STATED EXERCISE: Copy out only the stretch from the line containing "Query: skyscraper antenna mast" through the end of the records, substituting "high-rise" for "skyscraper" and leaving everything else unchanged.

SUPPLIED RECORDS:
──────────

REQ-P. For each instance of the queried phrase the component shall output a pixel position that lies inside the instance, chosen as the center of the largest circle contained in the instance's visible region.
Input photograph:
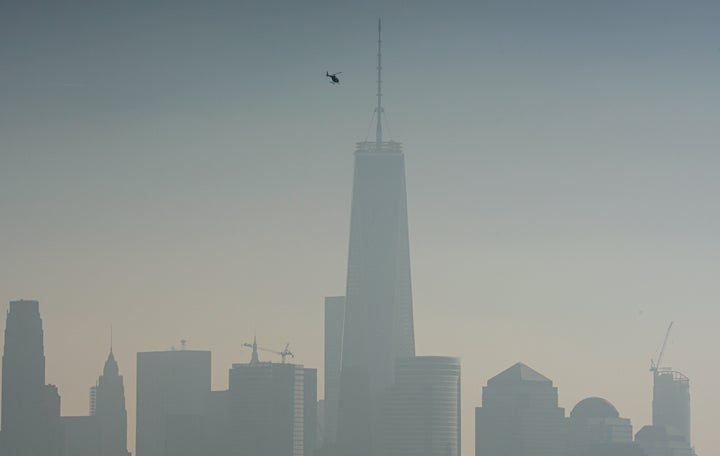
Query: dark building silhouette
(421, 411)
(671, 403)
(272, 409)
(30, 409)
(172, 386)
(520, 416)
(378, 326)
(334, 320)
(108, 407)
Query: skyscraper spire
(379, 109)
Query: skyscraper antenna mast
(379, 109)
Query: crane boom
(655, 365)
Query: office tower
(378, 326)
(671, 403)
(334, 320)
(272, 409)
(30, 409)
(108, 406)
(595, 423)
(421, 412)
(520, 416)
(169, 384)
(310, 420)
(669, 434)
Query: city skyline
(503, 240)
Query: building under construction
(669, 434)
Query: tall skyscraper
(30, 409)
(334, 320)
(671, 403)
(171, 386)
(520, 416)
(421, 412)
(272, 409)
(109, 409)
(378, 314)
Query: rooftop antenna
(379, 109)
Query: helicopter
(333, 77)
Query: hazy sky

──────────

ANSWER TO THE TASK:
Query: high-rise antenna mast
(379, 109)
Query: crane boom
(655, 365)
Query: office tower
(378, 326)
(671, 403)
(334, 320)
(272, 409)
(30, 409)
(108, 406)
(595, 423)
(421, 412)
(520, 416)
(169, 384)
(310, 420)
(669, 434)
Query: city skyline
(503, 240)
Query: building under construction
(669, 434)
Query: tall high-rise
(30, 409)
(334, 320)
(671, 403)
(171, 386)
(520, 416)
(421, 412)
(272, 409)
(109, 409)
(378, 314)
Query: rooftop antenna
(379, 109)
Query: helicopter
(333, 77)
Query: hazy sky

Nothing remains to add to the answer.